- [IL TUO OBIETTIVO]:
Elenca, per favore, tutto ciò che secondo il testo riportato serve per uscire dalla recessione.

- [TESTO RIPORTATO]:
La sua politica – con molti limiti, ma con successi innegabili – ha messo al primo posto la costruzione di un nuovo blocco sociale democratico: ha recuperato il voto dei lavoratori, conquistato quello delle minoranze latine e nere, mobilitato i giovani come mai prima, recuperato l’astensione. Lo ha fatto dando una copertura sanitaria a milioni di americani esclusi, mettendo al centro le inaccettabili disuguaglianze del paese, aumentando le tasse ai ricchi e il salario minimo ai poveri.

Ha perfino sfidato la finanza con la multa di 5 miliardi di dollari all’agenzia di rating Standard & Poor’s. È questo il minimo che una politica di centrosinistra possa fare da domani in poi. Qualche esempio? Per uscire dalla recessione serve un rilancio della domanda, nuove regole sul debito, allentare i vincoli europei, come ricordavano ieri su Repubblic a Giorgio Ruffolo e Stefano Sylos Labini. Rinviare l’azzeramento del deficit pubblico alleggerirebbe l’austerità . Tassare la ricchezza finanziaria per 10 miliardi l’anno permetterebbe di ridurre le tasse di 600 euro a 17 milioni di lavoratori dipendenti che guadagnano meno di 29 mila euro l’anno.

- [ESTRATTI DEI DATI]:
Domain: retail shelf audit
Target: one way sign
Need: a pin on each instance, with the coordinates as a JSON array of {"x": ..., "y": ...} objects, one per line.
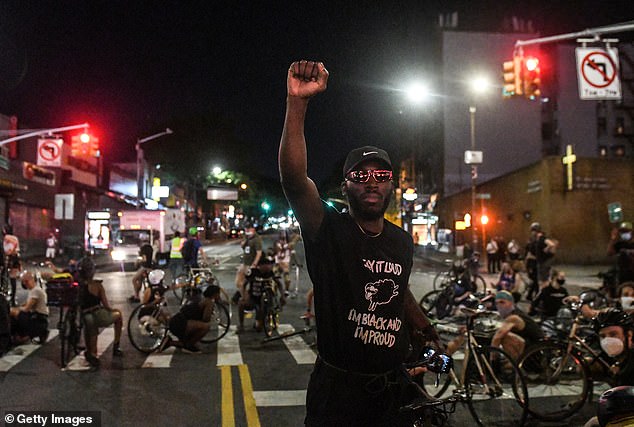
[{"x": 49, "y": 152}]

...

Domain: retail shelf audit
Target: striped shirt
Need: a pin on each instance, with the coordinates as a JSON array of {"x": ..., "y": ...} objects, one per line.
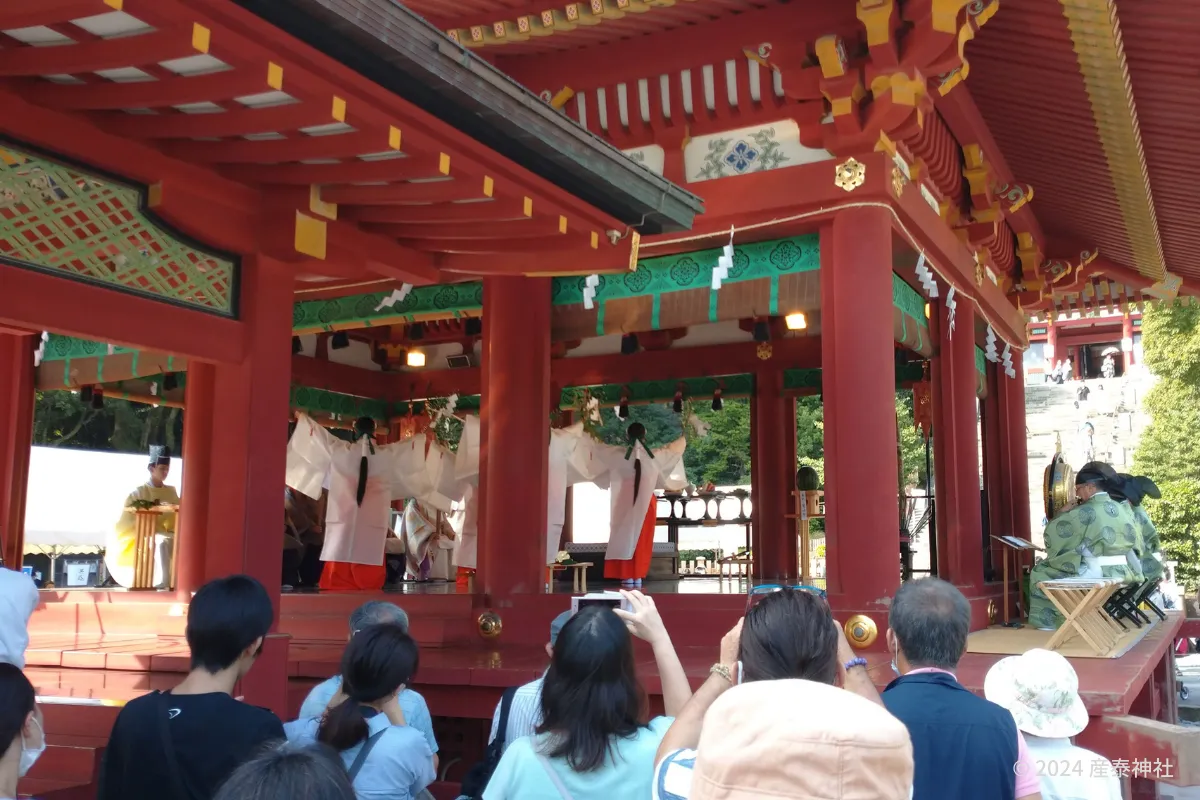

- [RISPOSTA FINALE]:
- un rilancio della domanda
- nuove regole sul debito
- allentare i vincoli europei